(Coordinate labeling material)
= = =
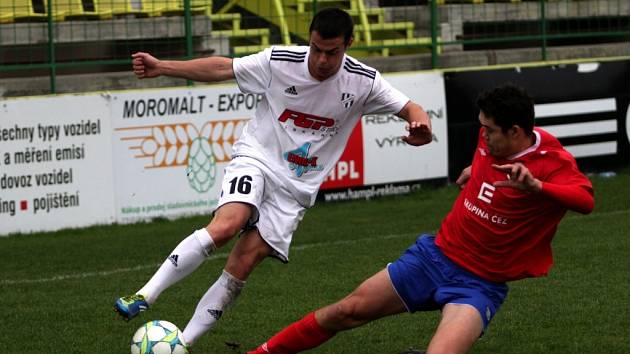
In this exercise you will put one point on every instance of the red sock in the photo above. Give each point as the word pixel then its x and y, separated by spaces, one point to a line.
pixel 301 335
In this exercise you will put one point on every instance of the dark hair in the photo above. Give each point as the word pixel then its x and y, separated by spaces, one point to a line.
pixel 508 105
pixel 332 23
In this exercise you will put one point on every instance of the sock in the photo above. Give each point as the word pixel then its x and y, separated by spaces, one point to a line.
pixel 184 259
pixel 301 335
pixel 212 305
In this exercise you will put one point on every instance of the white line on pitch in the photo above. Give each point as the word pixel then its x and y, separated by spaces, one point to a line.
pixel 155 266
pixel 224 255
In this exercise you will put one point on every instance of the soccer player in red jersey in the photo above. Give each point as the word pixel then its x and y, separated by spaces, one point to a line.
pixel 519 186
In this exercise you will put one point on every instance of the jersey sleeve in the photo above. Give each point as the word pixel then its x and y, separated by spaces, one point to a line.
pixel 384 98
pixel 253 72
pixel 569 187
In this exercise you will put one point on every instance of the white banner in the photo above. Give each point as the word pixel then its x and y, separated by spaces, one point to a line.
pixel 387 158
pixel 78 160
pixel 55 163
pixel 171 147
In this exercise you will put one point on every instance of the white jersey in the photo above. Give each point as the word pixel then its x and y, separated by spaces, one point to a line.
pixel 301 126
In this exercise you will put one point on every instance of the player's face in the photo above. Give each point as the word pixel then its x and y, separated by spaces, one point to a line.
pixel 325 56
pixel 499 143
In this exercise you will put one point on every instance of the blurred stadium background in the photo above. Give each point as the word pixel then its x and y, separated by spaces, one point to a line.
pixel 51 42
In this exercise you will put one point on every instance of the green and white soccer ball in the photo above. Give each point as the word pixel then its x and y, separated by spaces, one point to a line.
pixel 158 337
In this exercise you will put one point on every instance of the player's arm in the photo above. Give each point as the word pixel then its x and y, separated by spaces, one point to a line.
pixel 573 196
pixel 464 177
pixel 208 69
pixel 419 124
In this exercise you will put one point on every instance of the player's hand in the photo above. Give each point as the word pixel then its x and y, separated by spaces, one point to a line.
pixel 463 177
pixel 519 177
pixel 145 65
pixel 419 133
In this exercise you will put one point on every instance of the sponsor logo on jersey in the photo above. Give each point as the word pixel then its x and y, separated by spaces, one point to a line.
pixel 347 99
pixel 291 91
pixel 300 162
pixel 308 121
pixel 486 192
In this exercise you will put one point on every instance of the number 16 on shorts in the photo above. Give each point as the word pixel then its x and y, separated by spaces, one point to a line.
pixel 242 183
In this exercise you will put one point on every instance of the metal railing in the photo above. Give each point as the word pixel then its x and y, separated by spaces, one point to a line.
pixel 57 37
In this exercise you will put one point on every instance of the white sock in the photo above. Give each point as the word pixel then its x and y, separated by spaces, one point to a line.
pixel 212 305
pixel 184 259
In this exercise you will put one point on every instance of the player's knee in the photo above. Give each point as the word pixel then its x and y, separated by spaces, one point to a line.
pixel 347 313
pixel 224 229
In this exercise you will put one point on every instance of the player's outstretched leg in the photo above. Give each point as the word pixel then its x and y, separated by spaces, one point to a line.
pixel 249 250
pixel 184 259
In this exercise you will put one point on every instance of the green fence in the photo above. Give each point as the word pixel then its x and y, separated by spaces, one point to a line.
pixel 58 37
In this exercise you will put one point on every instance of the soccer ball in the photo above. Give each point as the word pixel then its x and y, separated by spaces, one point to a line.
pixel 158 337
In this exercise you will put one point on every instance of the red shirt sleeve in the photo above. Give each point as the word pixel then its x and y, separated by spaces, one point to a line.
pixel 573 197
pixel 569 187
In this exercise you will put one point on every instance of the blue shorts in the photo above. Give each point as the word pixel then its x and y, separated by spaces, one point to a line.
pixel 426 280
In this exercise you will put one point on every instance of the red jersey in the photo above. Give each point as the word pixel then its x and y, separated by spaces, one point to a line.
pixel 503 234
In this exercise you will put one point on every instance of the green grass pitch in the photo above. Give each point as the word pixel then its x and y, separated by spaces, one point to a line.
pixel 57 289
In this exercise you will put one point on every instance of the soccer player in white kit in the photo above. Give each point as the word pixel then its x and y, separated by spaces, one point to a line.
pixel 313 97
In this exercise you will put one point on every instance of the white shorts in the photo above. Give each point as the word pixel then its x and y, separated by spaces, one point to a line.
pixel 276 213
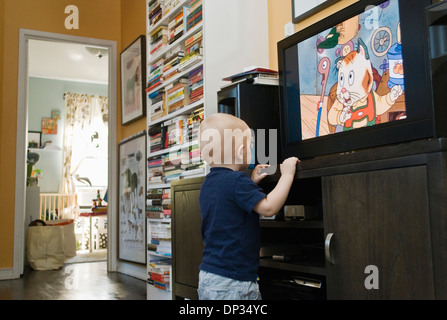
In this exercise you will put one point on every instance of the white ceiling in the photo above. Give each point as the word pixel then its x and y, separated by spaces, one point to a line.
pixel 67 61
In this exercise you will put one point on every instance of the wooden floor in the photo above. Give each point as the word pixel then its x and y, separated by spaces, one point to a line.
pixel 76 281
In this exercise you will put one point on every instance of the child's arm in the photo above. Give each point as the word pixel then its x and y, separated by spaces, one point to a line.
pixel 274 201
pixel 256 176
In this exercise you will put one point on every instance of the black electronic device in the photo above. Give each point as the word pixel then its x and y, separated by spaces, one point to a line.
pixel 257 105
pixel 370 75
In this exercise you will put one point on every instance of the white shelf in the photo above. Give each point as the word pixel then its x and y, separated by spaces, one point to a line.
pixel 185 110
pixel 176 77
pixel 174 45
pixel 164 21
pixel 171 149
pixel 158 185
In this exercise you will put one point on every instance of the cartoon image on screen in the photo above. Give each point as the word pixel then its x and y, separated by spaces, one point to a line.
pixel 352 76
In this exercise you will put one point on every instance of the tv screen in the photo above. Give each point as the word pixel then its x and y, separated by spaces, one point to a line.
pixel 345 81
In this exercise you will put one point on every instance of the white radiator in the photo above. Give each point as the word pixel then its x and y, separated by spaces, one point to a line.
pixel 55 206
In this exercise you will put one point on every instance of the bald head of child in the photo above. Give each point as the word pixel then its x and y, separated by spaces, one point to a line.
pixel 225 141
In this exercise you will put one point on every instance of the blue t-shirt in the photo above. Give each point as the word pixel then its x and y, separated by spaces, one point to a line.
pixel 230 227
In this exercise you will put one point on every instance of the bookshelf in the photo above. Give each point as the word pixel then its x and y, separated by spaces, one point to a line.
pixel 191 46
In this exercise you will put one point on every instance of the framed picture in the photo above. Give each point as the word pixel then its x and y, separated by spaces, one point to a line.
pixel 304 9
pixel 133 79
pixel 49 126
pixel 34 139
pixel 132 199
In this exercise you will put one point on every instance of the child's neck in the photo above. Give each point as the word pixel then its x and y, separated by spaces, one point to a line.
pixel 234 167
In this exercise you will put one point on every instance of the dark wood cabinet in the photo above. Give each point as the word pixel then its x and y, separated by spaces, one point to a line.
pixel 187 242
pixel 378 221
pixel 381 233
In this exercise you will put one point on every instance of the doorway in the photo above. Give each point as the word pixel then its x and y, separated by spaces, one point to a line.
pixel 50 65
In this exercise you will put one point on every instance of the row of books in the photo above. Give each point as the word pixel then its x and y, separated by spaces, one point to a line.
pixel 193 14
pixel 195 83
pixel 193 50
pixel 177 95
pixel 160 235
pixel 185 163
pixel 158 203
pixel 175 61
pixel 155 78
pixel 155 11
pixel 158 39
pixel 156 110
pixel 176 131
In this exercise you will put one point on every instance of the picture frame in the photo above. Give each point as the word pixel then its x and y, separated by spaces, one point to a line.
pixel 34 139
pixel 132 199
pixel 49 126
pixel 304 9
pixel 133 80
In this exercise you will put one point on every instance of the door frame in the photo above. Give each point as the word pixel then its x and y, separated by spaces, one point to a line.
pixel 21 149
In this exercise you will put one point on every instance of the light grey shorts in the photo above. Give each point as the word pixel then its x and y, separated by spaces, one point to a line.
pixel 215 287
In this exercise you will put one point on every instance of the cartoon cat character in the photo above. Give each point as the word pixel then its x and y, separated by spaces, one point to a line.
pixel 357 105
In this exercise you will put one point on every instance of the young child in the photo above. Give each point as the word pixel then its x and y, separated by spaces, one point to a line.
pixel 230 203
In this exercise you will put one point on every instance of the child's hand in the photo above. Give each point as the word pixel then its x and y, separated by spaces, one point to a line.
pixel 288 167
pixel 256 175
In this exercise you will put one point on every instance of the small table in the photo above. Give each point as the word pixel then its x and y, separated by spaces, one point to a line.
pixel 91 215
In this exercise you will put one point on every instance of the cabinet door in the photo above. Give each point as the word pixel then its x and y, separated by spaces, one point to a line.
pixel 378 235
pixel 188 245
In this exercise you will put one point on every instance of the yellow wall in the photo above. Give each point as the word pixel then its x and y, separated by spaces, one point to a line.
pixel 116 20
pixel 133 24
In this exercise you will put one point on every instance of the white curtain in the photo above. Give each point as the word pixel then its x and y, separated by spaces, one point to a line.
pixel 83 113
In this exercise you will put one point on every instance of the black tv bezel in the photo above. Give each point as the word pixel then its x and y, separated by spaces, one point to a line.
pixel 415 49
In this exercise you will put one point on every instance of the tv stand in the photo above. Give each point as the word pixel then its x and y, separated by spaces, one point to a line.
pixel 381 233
= = =
▶ **Problem statement**
Print the material word for word, from the line with "the child's hand" up to and including the last line of the material.

▶ **Written solution**
In this exercise you will put one point on every instance of the child's hand in the photo above. Give each point as the word pixel then its x and y, separated by spaces, one point to a line.
pixel 288 167
pixel 256 175
In this exercise you will put one point on every instance of the small table in the photo above. Give each point as the word pixel then its x and y, separated by spaces, one point to a line.
pixel 91 215
In this exercise you will put one point on every instance of the cabinet door in the photo above. Give each point as the word pixel then its x and y, separated by spaces, one point to a line.
pixel 378 235
pixel 188 245
In this exercise you will put one point on every instance of the yellow wall in the photo above. Give each point as the word pixel then its x and y, separated by spaces, one point to a line.
pixel 116 20
pixel 133 24
In this exercise you will put one point on every instance of the white curtain in the photo above. Give each point as the word pixel then its x and y, separated by spaces, one point to a line.
pixel 83 113
In this exercise you will put one point on every instance of the black tv bezel in the photo above. Give each point as the word pixel then its x and y, separated by spaces, one point to a line.
pixel 415 49
In this exercise you will put one point on every instance of the tv stand in the photo above. Give each point as the word pixel then its x and y, separated by spaces, one point to a line.
pixel 381 233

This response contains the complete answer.